- _WHAT YOU NEED TO DO_:
**a)** Transcribe the passage from the article below on the media's role against human trafficking, starting at the words "Journalists International Forum" and ending after "behind the menace.".
**b)** In the article below on the media's role against human trafficking, what list did the 2021 Trafficking Report of the US Department of State place Nigeria on?

- _PROVIDED TEXT_:
┏━━
Journalists International Forum for Migration (JIFORM), has lamented that Human Trafficking especially in Nigeria has assumed a dangerous dimension such that the media as the fourth estate of the realm should not sleep but play critical roles in the fight against those behind the menace.
This is the position of the Forum at a dialogue organised to mark the 100 days in office of Director General of the National Agency for Prohibition of Trafficking in Persons (NAPTIP), Dr. Fatima Waziri-Azi, recently.
The Forum President, Ajibola Abayomi, in a paper: ‘The Role of Media In The Fight Against Human Trafficking’ at the virtual event, said the media must lead the advocacy to enlighten the public and help to prevent cases of trafficking, calling for more collaborations with the NAPTIP and other international agencies to empower the Nigerian journalists through capacity building to deliver on quality reportage of the most important aspect of the human race.
Ajibola, who urged the media to always dig deeper into the causes of human trafficking through investigative efforts and work assiduously to orientate the public against the antics of the human traffickers, said the media should be sensitive to tell the Trafficking in Persons (TIP) and Smuggling of Migrants (SOM) stories with care devoid of damage, sensationalism, exaggeration, incitement of hatred, hate speech, perpetuate stereotypes, and stick to the right terminologies.
The President stated that journalists must “be provoked to evoke the pains of the survivors by highlighting the challenges the trafficked victims face in the hands of their abusers to elicit reactions and get justice in return,” adding, the media have a duty to sustain quality reportage with human face and should always keep it at the front burner, by doing the followings not just as journalists but as advocates against human trafficking.
“Human trafficking exploits our people for profit, violates their human rights. Traffickers are linked to criminal networks organizing forced labour, domestic servitude, sexual exploitation, slavery, removal of organs or harvesting of human parts, all these are inimical to our progress as a nation,” Ajibola regretted.
He therefore commended the NAPTIP DG who he described as prayer answered for the agency giving impact and promotion of anti-human trafficking activities on the continent.
Abayomi spoke further: “The tasks ahead are enormous because human trafficking has assumed a dangerous dimension. All hands must, therefore, be on deck to stop the menace at all costs. For every trafficked victim in Nigeria, a potential president, governor, professor of law, journalist, medical doctor and others with great futures ahead of them are being delayed and destroyed. That, we must not allow to continue.”
The President added that journalists “must sustain the fight against human trafficking classified by the United Nations as the second largest crime network against humanity valued at $150 billion and the third rated criminal act in Nigeria according to the 2021 Trafficking Report of the US Department of State that placed the country on the Tier 2 Watch List.
“Hence the need for the media to up the ante on public enlightenment to prevent the act, expose those behind the crime and call for various support for the victims through rehabilitation and reintegration. They are brothers and sisters, and they deserve another chance to live a better life.
┗━━
- _SUPPLIED RECORDS_:
┏━━
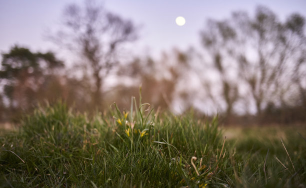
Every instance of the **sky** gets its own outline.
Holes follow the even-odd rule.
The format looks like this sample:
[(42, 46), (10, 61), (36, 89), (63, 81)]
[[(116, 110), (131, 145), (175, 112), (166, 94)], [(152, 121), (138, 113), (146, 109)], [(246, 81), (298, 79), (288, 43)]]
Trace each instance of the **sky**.
[[(60, 26), (65, 6), (77, 0), (0, 0), (0, 52), (8, 52), (14, 44), (36, 52), (58, 52), (46, 39), (50, 30)], [(234, 10), (252, 15), (256, 6), (272, 10), (281, 20), (292, 12), (305, 16), (306, 0), (105, 0), (106, 9), (130, 19), (140, 26), (139, 38), (133, 44), (134, 54), (153, 56), (174, 47), (186, 50), (200, 45), (199, 32), (208, 18), (224, 19)], [(176, 24), (177, 16), (186, 20)]]

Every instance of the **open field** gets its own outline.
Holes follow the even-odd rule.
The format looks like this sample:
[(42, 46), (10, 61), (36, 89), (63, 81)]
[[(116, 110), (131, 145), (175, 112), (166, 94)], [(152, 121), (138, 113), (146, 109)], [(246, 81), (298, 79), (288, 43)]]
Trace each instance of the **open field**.
[(306, 187), (305, 126), (221, 128), (148, 107), (36, 110), (1, 132), (0, 187)]

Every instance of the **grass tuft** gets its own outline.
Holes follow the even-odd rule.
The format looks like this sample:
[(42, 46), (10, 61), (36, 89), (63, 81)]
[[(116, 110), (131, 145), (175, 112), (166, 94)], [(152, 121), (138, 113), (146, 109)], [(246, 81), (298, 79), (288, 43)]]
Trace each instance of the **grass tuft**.
[(129, 112), (112, 107), (90, 118), (60, 103), (24, 118), (0, 138), (0, 187), (306, 186), (304, 130), (285, 132), (288, 148), (268, 129), (226, 142), (216, 118), (158, 114), (134, 98)]

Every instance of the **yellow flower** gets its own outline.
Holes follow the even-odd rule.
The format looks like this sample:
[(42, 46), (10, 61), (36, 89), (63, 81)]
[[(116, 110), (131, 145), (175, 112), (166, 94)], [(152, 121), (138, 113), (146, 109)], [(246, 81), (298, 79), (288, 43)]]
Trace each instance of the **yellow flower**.
[(138, 130), (138, 131), (139, 132), (139, 134), (140, 134), (140, 138), (144, 137), (144, 136), (146, 134), (146, 134), (146, 130), (143, 130), (141, 132), (140, 130)]
[(200, 188), (205, 188), (206, 186), (207, 186), (207, 184), (200, 184), (200, 185), (198, 185), (198, 187)]
[(118, 122), (118, 124), (119, 124), (120, 126), (122, 126), (122, 122), (121, 122), (121, 120), (117, 120), (117, 122)]
[(130, 137), (130, 128), (126, 130), (126, 135), (128, 135), (128, 136)]
[(126, 118), (128, 118), (128, 112), (124, 112), (124, 118), (126, 119)]

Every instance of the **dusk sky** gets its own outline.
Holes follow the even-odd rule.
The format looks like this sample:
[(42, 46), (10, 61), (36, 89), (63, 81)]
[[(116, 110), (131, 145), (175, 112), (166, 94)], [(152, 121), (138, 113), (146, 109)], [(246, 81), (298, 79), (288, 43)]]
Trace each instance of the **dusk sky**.
[[(58, 26), (66, 5), (72, 0), (0, 0), (0, 52), (8, 52), (14, 44), (33, 50), (56, 52), (46, 36)], [(258, 5), (266, 6), (281, 20), (292, 12), (305, 16), (306, 0), (108, 0), (105, 8), (138, 26), (140, 38), (133, 48), (134, 54), (156, 55), (173, 47), (184, 50), (200, 43), (199, 32), (206, 19), (228, 18), (234, 10), (246, 10), (252, 15)], [(176, 18), (184, 16), (183, 26)]]

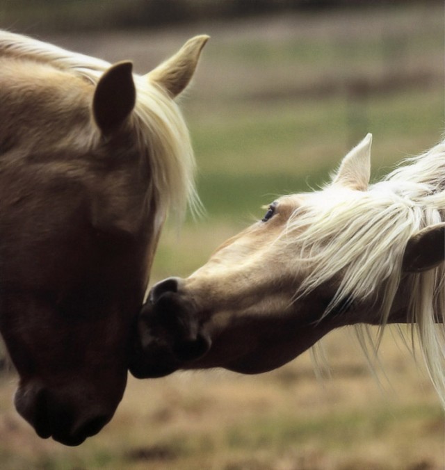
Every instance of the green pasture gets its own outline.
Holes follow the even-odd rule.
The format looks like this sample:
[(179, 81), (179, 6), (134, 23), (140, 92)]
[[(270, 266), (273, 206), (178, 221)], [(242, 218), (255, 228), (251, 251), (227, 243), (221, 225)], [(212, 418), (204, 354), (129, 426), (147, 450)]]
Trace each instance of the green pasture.
[[(33, 31), (43, 2), (19, 4), (26, 3), (25, 19), (17, 18), (16, 24)], [(181, 103), (206, 213), (197, 218), (188, 214), (179, 229), (168, 224), (152, 283), (189, 275), (220, 243), (261, 218), (261, 206), (277, 196), (329, 181), (342, 156), (368, 132), (373, 134), (373, 179), (434, 145), (444, 133), (439, 3), (201, 20), (146, 36), (140, 31), (95, 33), (90, 40), (90, 33), (70, 29), (70, 15), (73, 21), (88, 19), (90, 29), (88, 12), (97, 15), (99, 26), (113, 24), (106, 24), (111, 12), (104, 11), (106, 3), (67, 1), (67, 14), (51, 13), (60, 27), (67, 25), (61, 37), (65, 47), (117, 60), (134, 58), (131, 44), (140, 51), (146, 41), (159, 44), (168, 57), (195, 34), (211, 36)], [(116, 11), (124, 3), (115, 2)], [(0, 8), (3, 27), (13, 29), (14, 5)], [(146, 60), (152, 65), (152, 58)], [(146, 65), (135, 60), (136, 68)], [(325, 384), (314, 378), (308, 355), (259, 376), (213, 371), (130, 378), (113, 421), (76, 448), (38, 438), (12, 406), (15, 379), (3, 376), (0, 468), (443, 468), (443, 410), (429, 379), (388, 334), (382, 356), (394, 388), (382, 392), (350, 337), (342, 334), (326, 339), (334, 367), (334, 378)]]

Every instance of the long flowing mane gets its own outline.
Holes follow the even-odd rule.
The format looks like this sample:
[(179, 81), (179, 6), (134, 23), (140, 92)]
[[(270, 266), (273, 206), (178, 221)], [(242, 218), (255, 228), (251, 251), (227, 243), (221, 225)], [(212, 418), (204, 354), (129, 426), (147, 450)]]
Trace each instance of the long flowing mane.
[[(325, 316), (345, 302), (366, 298), (378, 302), (382, 328), (375, 348), (403, 282), (410, 295), (407, 321), (412, 325), (412, 333), (417, 333), (444, 403), (445, 267), (442, 264), (424, 273), (403, 274), (402, 260), (412, 235), (444, 220), (445, 140), (407, 159), (367, 191), (330, 185), (311, 194), (295, 211), (281, 238), (300, 250), (296, 264), (309, 263), (312, 268), (297, 296), (336, 276), (341, 279)], [(374, 298), (377, 293), (378, 300)], [(357, 333), (366, 348), (369, 334), (364, 334), (363, 325)]]
[[(26, 36), (0, 31), (0, 56), (47, 64), (96, 84), (111, 64)], [(141, 152), (147, 156), (160, 218), (170, 209), (181, 218), (187, 202), (199, 204), (194, 183), (195, 159), (181, 112), (166, 92), (134, 74), (137, 101), (134, 125)], [(161, 222), (161, 221), (160, 221)]]

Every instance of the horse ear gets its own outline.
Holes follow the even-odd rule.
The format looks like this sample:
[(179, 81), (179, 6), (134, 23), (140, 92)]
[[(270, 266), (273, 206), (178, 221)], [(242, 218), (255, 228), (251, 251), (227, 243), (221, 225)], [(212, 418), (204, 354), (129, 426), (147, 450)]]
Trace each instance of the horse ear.
[(188, 85), (208, 40), (209, 36), (204, 35), (188, 40), (173, 56), (148, 73), (147, 79), (160, 85), (175, 98)]
[(332, 179), (332, 184), (339, 184), (359, 191), (366, 191), (371, 176), (371, 133), (355, 147), (341, 161)]
[(101, 77), (92, 100), (92, 113), (104, 134), (115, 131), (133, 111), (136, 92), (133, 81), (133, 64), (120, 62)]
[(412, 236), (403, 254), (402, 270), (422, 273), (445, 261), (445, 222), (421, 230)]

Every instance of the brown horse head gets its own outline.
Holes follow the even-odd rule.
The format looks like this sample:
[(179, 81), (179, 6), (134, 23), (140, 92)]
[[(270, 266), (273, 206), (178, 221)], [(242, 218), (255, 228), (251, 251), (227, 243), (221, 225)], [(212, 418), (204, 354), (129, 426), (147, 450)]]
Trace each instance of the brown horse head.
[(155, 285), (133, 373), (257, 373), (334, 328), (415, 323), (445, 398), (445, 143), (369, 186), (371, 140), (323, 191), (279, 198), (189, 277)]
[(0, 330), (42, 437), (80, 444), (122, 396), (160, 230), (195, 194), (173, 99), (207, 39), (143, 76), (0, 33)]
┗━━
- _RESPONSES_:
**a)**
Journalists International Forum for Migration (JIFORM), has lamented that Human Trafficking especially in Nigeria has assumed a dangerous dimension such that the media as the fourth estate of the realm should not sleep but play critical roles in the fight against those behind the menace.

**b)** The Tier 2 Watch List.